Copy the data exactly, keeping every line intact.

(Given data Opens)

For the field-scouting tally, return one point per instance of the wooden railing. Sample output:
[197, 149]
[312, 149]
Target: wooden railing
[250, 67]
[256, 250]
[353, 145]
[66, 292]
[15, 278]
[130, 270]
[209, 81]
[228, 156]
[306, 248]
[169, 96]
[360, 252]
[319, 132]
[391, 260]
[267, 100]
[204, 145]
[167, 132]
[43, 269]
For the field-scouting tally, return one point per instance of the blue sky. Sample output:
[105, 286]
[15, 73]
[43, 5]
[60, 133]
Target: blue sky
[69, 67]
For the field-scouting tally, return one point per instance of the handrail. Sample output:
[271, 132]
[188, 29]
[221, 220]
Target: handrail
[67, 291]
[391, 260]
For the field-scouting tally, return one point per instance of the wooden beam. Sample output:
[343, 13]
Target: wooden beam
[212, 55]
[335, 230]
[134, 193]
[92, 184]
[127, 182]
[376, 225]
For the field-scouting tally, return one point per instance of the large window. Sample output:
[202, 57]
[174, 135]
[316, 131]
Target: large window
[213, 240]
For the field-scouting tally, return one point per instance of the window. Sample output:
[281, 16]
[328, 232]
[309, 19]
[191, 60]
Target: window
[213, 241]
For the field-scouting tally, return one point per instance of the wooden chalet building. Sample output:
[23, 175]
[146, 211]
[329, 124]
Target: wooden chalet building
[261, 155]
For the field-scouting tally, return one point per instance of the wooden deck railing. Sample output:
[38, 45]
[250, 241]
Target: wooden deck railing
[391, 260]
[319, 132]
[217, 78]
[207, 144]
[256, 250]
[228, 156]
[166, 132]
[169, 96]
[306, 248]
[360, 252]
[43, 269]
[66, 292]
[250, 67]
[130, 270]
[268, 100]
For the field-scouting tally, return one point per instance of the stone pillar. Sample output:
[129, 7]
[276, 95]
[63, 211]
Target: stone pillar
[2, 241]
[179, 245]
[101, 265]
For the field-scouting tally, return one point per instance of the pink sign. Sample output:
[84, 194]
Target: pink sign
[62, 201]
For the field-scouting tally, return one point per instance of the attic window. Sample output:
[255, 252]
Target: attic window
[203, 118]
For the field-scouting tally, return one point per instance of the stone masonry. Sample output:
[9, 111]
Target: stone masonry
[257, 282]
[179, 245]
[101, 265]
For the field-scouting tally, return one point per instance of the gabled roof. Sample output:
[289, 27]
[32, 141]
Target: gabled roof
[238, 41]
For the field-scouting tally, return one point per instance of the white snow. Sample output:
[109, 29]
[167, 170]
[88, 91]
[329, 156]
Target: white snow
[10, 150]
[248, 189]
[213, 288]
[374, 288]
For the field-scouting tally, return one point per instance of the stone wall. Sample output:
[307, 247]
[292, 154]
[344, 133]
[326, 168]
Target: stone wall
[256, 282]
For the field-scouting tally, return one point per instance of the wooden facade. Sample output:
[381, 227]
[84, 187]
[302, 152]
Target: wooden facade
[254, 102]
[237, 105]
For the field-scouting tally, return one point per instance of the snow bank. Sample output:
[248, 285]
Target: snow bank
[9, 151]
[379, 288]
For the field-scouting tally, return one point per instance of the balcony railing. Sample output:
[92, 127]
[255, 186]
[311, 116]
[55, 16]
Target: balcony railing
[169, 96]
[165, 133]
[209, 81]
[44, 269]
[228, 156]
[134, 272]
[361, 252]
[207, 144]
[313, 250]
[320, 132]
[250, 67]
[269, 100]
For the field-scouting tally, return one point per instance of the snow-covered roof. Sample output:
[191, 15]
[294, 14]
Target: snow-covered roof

(Given data Closes)

## Expected output
For the field-scouting tally, return one point per instance of the wooden railing. Sample output:
[197, 149]
[312, 149]
Target: wooden railing
[250, 67]
[256, 250]
[353, 145]
[66, 292]
[15, 278]
[130, 270]
[209, 81]
[228, 156]
[306, 248]
[169, 96]
[360, 252]
[319, 132]
[391, 260]
[267, 100]
[204, 145]
[167, 132]
[43, 269]
For the field-scouting tally, return one point per instance of the blue sky. Sample output:
[105, 286]
[15, 73]
[43, 5]
[60, 133]
Target: blue sky
[69, 67]
For the field-scouting tally, return one point per instance of the handrail. Sample output:
[271, 132]
[188, 29]
[221, 220]
Target: handrail
[67, 291]
[391, 260]
For the field-scouting tally, return one point per instance of the wooden beam. Sample output:
[343, 13]
Target: wooden beam
[212, 55]
[335, 230]
[134, 193]
[92, 184]
[127, 182]
[376, 225]
For the field-scouting tally, return one point per instance of the large window. Sample output:
[202, 57]
[174, 135]
[316, 131]
Target: large window
[213, 240]
For the field-scouting tally, return one point per instance of the window. Sample output:
[281, 16]
[328, 232]
[309, 19]
[191, 60]
Target: window
[213, 241]
For the field-scouting tally, return one point per instance of the wooden chalet building. Sample output:
[23, 175]
[146, 211]
[329, 124]
Target: wooden chalet building
[261, 155]
For the field-scouting tally, return one point per instance of the wooden deck railing. Sample output:
[38, 45]
[250, 241]
Target: wooden deck railing
[391, 260]
[319, 132]
[217, 78]
[207, 144]
[256, 250]
[228, 156]
[166, 132]
[169, 96]
[306, 248]
[360, 252]
[43, 269]
[66, 292]
[250, 67]
[130, 270]
[268, 100]
For the field-scouting tally, return one point per instance of the stone pillar. Sample output:
[129, 7]
[276, 95]
[63, 211]
Target: stone pillar
[2, 241]
[179, 245]
[101, 265]
For the field-scouting tally, return one point per instance of the pink sign. Sample output:
[84, 194]
Target: pink sign
[62, 201]
For the field-scouting tally, return one point per instance of the attic window. Sample output:
[255, 252]
Target: attic window
[203, 118]
For the field-scouting tally, return one point per instance of the stone masonry. Sample output:
[9, 111]
Target: stone masonry
[257, 282]
[179, 245]
[101, 265]
For the field-scouting tally, return one point per instance of the gabled roof. Sample output:
[289, 27]
[32, 141]
Target: gabled roof
[238, 41]
For the field-scouting tally, return one point per instance of the white snow. Sample output:
[109, 29]
[167, 170]
[88, 91]
[329, 156]
Target: white snow
[10, 150]
[248, 189]
[213, 288]
[374, 288]
For the field-scouting tally, return one point per instance of the stone wall. Sample output:
[307, 247]
[292, 154]
[344, 133]
[326, 168]
Target: stone wall
[256, 282]
For the field-scouting tally, return one point per instance of the wooden facade. Sample output:
[381, 227]
[84, 187]
[302, 152]
Target: wooden facade
[254, 102]
[237, 105]
For the field-scouting tally, return one point per instance of the snow bank. Sample output:
[248, 285]
Target: snow bank
[9, 151]
[379, 288]
For the field-scouting tally, return one point per instance of the balcony railing. Sample output:
[92, 127]
[255, 186]
[311, 116]
[55, 16]
Target: balcony railing
[169, 96]
[165, 133]
[209, 81]
[44, 269]
[228, 156]
[134, 272]
[361, 252]
[207, 144]
[313, 250]
[320, 132]
[250, 67]
[269, 100]
For the field-scouting tally, return one point per instance of the snow-covered roof. Sample output:
[191, 15]
[294, 14]
Target: snow-covered roof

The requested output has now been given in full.